By M.L. LYKE Mail Author
SEATTLE POST-INTELLIGENCER REPORTER

Photo of nun standing on ferry dock  
Real estate agents describe Shaw as a "closed" island. Turnover is minimal. Prices are high. And locals are quick to snatch up anything listed. "When properties on Shaw come on the market, they sell pretty quickly -- and typically to people from Shaw," says Merri Ann Simonson, sales associate at Coldwell Banker offices on San Juan Island.

Current listings include a small cabin on almost 8 acres for $229,000 and a 28-acre waterfront parcel for $1.2 million. Islanders talk about multimillion-dollar sales to new high-tech executives, including a prized 300-acre waterfront parcel along the channel separating Shaw and Orcas. They also talk about what such sales mean for escalating property taxes.

"I don't know how my three children will be able to keep our property because of the taxes," says third-generation islander Henry Hoffman, leaning back in a turn-of-the-century school desk inside the historical museum. "That property's been in the family 100 years."

* **Data section**
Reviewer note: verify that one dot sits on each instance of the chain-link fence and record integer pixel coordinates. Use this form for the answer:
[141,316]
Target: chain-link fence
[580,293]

* **Required tasks**
1 - Translate this sentence from the Shaw Island real estate article into Spanish: "Current listings include a small cabin on almost 8 acres for $229,000 and a 28-acre waterfront parcel for $1.2 million."
2 - According to the Shaw Island real estate article, how long has Henry Hoffman's property been in his family?
3 - Extend the Shaw Island real estate article, picking up after its final paragraph.

* **Responses to the tasks**
1 - Entre las propiedades en venta actualmente figuran una pequeña cabaña en casi 8 acres por 229.000 dólares y una parcela frente al agua de 28 acres por 1,2 millones de dólares.

2 - 100 years.

3 -
Hoffman, an easy-going storyteller with a gentle smile, remembers an island where young families lived off the land and sea, plowing fields with horses and fishing salmon from a fleet of reef netters. Eggs and fryers were a thriving business. "When there was a dance or get-together, the women would be on one side of the room talking women stuff and the guys would be on the other side talking chickens."

Those were the days before "No Trespassing" and "No Camping" signs went up on miles of shoreline. "As a kid you could play on almost any beach," Hoffman says. "People lived inland. Now everyone lives on the shore."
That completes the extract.